Source records

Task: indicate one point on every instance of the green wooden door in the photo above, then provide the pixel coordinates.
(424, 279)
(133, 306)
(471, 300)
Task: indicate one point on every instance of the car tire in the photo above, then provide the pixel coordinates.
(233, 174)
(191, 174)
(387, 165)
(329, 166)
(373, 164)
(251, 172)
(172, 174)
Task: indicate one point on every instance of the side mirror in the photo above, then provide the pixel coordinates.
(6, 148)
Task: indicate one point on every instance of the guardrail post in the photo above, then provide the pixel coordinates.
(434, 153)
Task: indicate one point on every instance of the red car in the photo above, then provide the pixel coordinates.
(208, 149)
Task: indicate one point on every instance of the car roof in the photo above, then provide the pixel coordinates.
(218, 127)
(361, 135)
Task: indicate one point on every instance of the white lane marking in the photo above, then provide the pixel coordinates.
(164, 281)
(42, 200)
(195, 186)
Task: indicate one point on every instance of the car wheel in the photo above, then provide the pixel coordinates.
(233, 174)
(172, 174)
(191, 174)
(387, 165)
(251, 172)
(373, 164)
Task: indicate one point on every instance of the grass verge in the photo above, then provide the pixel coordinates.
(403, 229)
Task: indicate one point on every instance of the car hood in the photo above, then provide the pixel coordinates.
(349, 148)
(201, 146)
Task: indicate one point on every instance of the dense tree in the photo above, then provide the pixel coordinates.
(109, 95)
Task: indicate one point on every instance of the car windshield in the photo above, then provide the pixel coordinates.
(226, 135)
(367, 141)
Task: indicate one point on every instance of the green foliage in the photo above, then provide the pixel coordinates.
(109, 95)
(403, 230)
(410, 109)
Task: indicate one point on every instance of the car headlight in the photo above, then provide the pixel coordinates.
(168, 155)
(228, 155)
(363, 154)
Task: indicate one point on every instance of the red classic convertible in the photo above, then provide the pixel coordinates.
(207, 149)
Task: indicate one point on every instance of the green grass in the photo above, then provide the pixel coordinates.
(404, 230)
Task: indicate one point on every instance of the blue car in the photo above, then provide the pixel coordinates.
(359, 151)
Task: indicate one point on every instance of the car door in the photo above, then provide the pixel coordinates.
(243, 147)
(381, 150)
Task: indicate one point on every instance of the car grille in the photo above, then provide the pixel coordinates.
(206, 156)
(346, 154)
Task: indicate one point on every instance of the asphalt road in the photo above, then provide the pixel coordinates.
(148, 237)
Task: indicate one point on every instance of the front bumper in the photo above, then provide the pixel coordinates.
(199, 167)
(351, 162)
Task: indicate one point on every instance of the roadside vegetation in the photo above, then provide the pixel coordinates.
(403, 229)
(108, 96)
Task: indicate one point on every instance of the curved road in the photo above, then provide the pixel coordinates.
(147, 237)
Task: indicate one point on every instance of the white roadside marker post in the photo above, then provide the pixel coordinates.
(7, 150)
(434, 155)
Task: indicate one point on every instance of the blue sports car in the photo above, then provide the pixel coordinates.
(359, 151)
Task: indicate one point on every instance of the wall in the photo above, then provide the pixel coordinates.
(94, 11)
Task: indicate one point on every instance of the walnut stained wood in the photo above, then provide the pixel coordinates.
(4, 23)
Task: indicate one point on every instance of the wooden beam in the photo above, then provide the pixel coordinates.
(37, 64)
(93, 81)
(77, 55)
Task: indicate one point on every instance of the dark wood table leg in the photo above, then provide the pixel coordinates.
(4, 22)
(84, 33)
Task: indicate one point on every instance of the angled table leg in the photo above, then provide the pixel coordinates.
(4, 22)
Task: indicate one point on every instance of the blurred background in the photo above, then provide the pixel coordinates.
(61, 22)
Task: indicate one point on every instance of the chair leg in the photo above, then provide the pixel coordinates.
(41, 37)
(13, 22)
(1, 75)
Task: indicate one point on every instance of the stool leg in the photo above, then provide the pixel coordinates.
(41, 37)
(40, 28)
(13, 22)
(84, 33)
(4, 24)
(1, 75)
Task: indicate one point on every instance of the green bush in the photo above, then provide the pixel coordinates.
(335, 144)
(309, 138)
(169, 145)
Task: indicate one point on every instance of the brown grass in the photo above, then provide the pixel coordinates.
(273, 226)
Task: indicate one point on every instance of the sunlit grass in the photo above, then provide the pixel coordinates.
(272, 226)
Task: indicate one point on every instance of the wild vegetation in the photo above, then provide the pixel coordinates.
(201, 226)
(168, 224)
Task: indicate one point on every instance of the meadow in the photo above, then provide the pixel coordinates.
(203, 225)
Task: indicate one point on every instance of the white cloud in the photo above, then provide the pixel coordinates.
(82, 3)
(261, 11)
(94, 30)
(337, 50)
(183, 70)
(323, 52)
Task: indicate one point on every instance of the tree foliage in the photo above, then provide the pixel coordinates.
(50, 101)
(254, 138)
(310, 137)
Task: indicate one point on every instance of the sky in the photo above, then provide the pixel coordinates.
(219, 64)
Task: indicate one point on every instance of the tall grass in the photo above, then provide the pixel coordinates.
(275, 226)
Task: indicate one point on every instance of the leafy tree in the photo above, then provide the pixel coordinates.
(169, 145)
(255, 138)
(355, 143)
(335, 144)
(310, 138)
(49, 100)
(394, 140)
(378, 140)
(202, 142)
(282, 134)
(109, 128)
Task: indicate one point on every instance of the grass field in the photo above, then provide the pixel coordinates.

Instructions for the task
Format all the entries above as a Markdown table with two columns, Number and Text, putting one line per row in order and skipping any blank lines.

Full solution
| Number | Text |
|---|---|
| 1 | Task: indicate one point on every instance of the green wooden door in the photo above, then provide the pixel coordinates. |
| 2 | (424, 279) |
| 3 | (133, 306) |
| 4 | (471, 300) |
| 5 | Task: indicate one point on every instance of the car tire in the photo above, then provide the pixel coordinates. |
| 6 | (233, 174) |
| 7 | (191, 174) |
| 8 | (387, 165) |
| 9 | (329, 166) |
| 10 | (373, 164) |
| 11 | (251, 172) |
| 12 | (172, 174) |
| 13 | Task: indicate one point on every instance of the side mirror in the photo above, then provide the pixel coordinates. |
| 14 | (6, 148) |
| 15 | Task: indicate one point on every instance of the guardrail post in the photo above, then provide the pixel coordinates. |
| 16 | (434, 153) |
| 17 | Task: indicate one point on every instance of the red car in the photo above, then provide the pixel coordinates. |
| 18 | (208, 149) |
| 19 | Task: indicate one point on every instance of the car roof in the photo above, then provide the pixel coordinates. |
| 20 | (218, 127) |
| 21 | (361, 135) |
| 22 | Task: indicate one point on every instance of the white lane marking in the photo above, then provide the pixel coordinates. |
| 23 | (164, 281) |
| 24 | (42, 200) |
| 25 | (195, 186) |
| 26 | Task: indicate one point on every instance of the car wheel in the photo above, then provide the pixel coordinates. |
| 27 | (233, 174) |
| 28 | (172, 174) |
| 29 | (191, 174) |
| 30 | (387, 165) |
| 31 | (251, 172) |
| 32 | (373, 164) |
| 33 | Task: indicate one point on every instance of the grass verge in the photo above, then provide the pixel coordinates. |
| 34 | (403, 229) |
| 35 | Task: indicate one point on every instance of the car hood in the photo above, then provide the pixel coordinates. |
| 36 | (349, 148) |
| 37 | (201, 146) |
| 38 | Task: indicate one point on every instance of the dense tree in the photo above, then provide the pixel coordinates. |
| 39 | (109, 95) |
| 40 | Task: indicate one point on every instance of the car windshield in the photo above, then provide the pixel coordinates. |
| 41 | (226, 135) |
| 42 | (367, 141) |
| 43 | Task: indicate one point on every instance of the green foliage in the photo above, then provide the pixel coordinates. |
| 44 | (109, 95) |
| 45 | (403, 230) |
| 46 | (410, 109) |
| 47 | Task: indicate one point on every instance of the car headlight in the photo above, then provide the pixel coordinates. |
| 48 | (168, 155) |
| 49 | (228, 155) |
| 50 | (363, 154) |
| 51 | Task: indicate one point on every instance of the red classic convertible in the photo above, then provide the pixel coordinates. |
| 52 | (207, 149) |
| 53 | Task: indicate one point on every instance of the green grass in the photo above, then provide the pixel coordinates. |
| 54 | (404, 230) |
| 55 | Task: indicate one point on every instance of the blue car in the photo above, then provide the pixel coordinates. |
| 56 | (359, 151) |
| 57 | Task: indicate one point on every instance of the car door in the photo above, then provide the pixel coordinates. |
| 58 | (243, 147) |
| 59 | (381, 150) |
| 60 | Task: indicate one point on every instance of the car grille in the photo above, then provide the pixel coordinates. |
| 61 | (206, 156) |
| 62 | (346, 154) |
| 63 | Task: indicate one point on every instance of the asphalt road in the photo above, then provide the pixel coordinates. |
| 64 | (148, 237) |
| 65 | Task: indicate one point on every instance of the front bumper in the photo above, then provide the pixel coordinates. |
| 66 | (199, 167) |
| 67 | (351, 162) |
| 68 | Task: indicate one point on every instance of the roadside vegetation in the photo above, then provide the pixel coordinates. |
| 69 | (403, 229) |
| 70 | (108, 96) |
| 71 | Task: indicate one point on every instance of the curved road in the photo above, then provide the pixel coordinates. |
| 72 | (147, 237) |
| 73 | Task: indicate one point on every instance of the white roadside marker post in the photo above, then provide the pixel coordinates. |
| 74 | (7, 150) |
| 75 | (434, 155) |
| 76 | Task: indicate one point on every instance of the blue sports car in the photo above, then provide the pixel coordinates. |
| 77 | (359, 151) |
| 78 | Task: indicate one point on every instance of the wall in the photo above, then provide the pixel coordinates. |
| 79 | (94, 11) |
| 80 | Task: indicate one point on every instance of the walnut stained wood in the photo above, then provide the pixel coordinates. |
| 81 | (4, 23) |
| 82 | Task: indicate one point on every instance of the wooden beam in the photo above, then provide the pixel coordinates. |
| 83 | (37, 64) |
| 84 | (93, 81) |
| 85 | (77, 55) |
| 86 | Task: indicate one point on every instance of the dark wood table leg in the photo above, then provide the pixel coordinates. |
| 87 | (4, 22) |
| 88 | (84, 33) |
| 89 | Task: indicate one point on every instance of the angled table leg in the photo above, then provide the pixel coordinates. |
| 90 | (4, 22) |
| 91 | Task: indicate one point on every instance of the blurred background in the photo above, then provide the pixel coordinates. |
| 92 | (61, 22) |
| 93 | Task: indicate one point on every instance of the chair leg in the photo above, then provide the pixel coordinates. |
| 94 | (41, 37) |
| 95 | (13, 22) |
| 96 | (1, 75) |
| 97 | Task: indicate one point on every instance of the stool leg in the photo above, then provide the pixel coordinates. |
| 98 | (41, 37) |
| 99 | (40, 28) |
| 100 | (13, 22) |
| 101 | (84, 33) |
| 102 | (4, 24) |
| 103 | (1, 75) |
| 104 | Task: indicate one point on every instance of the green bush in the photo above, then provide the pixel coordinates. |
| 105 | (335, 144) |
| 106 | (309, 138) |
| 107 | (169, 145) |
| 108 | Task: indicate one point on every instance of the brown grass in the photo above, then provide the pixel coordinates. |
| 109 | (273, 226) |
| 110 | Task: indicate one point on every instance of the sunlit grass in the photo above, then provide the pixel coordinates. |
| 111 | (272, 226) |
| 112 | Task: indicate one point on every instance of the wild vegetation in the photo above, then provide the pixel coordinates. |
| 113 | (201, 226) |
| 114 | (168, 224) |
| 115 | Task: indicate one point on every instance of the meadow in the photo above, then provide the pixel coordinates. |
| 116 | (203, 225) |
| 117 | Task: indicate one point on every instance of the white cloud in the photo above, then provide the pixel coordinates. |
| 118 | (82, 3) |
| 119 | (261, 11) |
| 120 | (94, 30) |
| 121 | (337, 50) |
| 122 | (183, 70) |
| 123 | (323, 52) |
| 124 | Task: indicate one point on every instance of the tree foliage in the photo above, then provide the pixel coordinates. |
| 125 | (50, 101) |
| 126 | (254, 138) |
| 127 | (310, 137) |
| 128 | Task: indicate one point on every instance of the sky in the photo above, then provide the pixel coordinates. |
| 129 | (219, 64) |
| 130 | Task: indicate one point on every instance of the tall grass in the photo above, then provide the pixel coordinates. |
| 131 | (275, 226) |
| 132 | Task: indicate one point on every instance of the leafy tree in the photo above, then provide the pixel coordinates. |
| 133 | (169, 145) |
| 134 | (255, 138) |
| 135 | (355, 143) |
| 136 | (335, 144) |
| 137 | (310, 138) |
| 138 | (49, 100) |
| 139 | (394, 140) |
| 140 | (378, 140) |
| 141 | (202, 142) |
| 142 | (282, 134) |
| 143 | (109, 128) |
| 144 | Task: indicate one point on every instance of the grass field in the photo above, then provide the pixel coordinates. |